____ Provided text

In cases like this, I either check the first entry in the Grub menu to see which kernel it is, or if I have multiple OS's with the same kernel, I make a deliberate typo in the first menuentry of grub.cfg (but don't update-grub) to ensure I'm working with the correct files.

You make the OS your are currently working in the default as far as grub is concerned by running, with X being the drive letter (a,b,c, etc):

sudo grub-install /dev/sdX

mikewhatever
February 9th, 2012, 01:20 AM
Nah..., I only have Ubuntu 10.04 and Windows XP, so there is only one installation of Grub. There aren't any boot partitions either.



~$ sudo fdisk -l
[sudo] password for hp:

Disk /dev/sda: 80.0 GB, 80026361856 bytes
255 heads, 63 sectors/track, 9729 cylinders
Units = cylinders of 16065 * 512 = 8225280 bytes
Sector size (logical/physical): 512 bytes / 512 bytes
I/O size (minimum/optimal): 512 bytes / 512 bytes
Disk identifier: 0x4d384d37

Device Boot Start End Blocks Id System
/dev/sda1 * 1 3609 28989261 7 HPFS/NTFS
/dev/sda2 3610 9730 49161216 83 Linux



Could it be that grub2 in Lucid doesn't support booting ISOs?

________
____ Supplied data

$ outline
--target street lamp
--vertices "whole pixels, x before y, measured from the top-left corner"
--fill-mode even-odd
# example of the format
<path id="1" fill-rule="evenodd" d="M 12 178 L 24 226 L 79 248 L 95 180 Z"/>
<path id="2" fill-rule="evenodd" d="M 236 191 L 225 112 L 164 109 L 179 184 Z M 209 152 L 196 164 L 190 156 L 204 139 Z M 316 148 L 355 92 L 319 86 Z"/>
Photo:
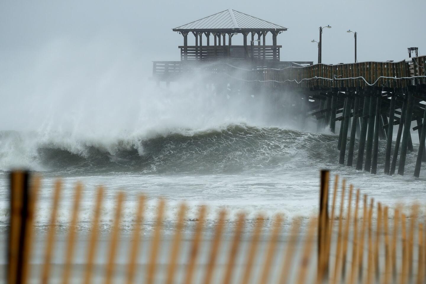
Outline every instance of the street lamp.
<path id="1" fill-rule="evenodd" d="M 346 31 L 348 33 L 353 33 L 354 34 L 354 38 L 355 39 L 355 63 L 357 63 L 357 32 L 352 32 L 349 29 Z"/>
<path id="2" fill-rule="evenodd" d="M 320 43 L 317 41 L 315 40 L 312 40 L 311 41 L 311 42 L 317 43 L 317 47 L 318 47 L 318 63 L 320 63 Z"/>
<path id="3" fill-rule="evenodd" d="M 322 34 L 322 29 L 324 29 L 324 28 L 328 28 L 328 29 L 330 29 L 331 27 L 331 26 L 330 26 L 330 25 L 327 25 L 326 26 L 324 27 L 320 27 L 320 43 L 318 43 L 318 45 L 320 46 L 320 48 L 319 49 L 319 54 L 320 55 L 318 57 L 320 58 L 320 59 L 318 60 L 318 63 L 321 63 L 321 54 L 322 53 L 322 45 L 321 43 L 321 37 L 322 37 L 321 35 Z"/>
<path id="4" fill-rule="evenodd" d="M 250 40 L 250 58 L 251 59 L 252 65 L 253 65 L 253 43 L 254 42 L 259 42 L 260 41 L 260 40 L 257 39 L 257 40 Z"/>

________

§ Parts of the exercise:
1. Rewrite the paragraph of the Grub discussion beginning "In cases like this" as a short list that keeps its main facts.
2. Using the Grub discussion, say whether each statement agrees with it, answering yes or no and quoting the deciding words: (a) mikewhatever's machine runs Ubuntu 10.04 alongside Windows XP; (b) the disk /dev/sda holds 80.0 GB; (c) the setup includes boot partitions.
The records are separate material with no connection to the Grub discussion.

§ Responses for each task:
1.
In such cases, the writer either:
- checks which kernel the first Grub menu entry uses, or
- when several OSs share the same kernel, puts a deliberate typo in the first menuentry of grub.cfg without running update-grub, to confirm the right files are being used.

2.
(a) Yes: "I only have Ubuntu 10.04 and Windows XP"
(b) Yes: "Disk /dev/sda: 80.0 GB"
(c) No: "There aren't any boot partitions either."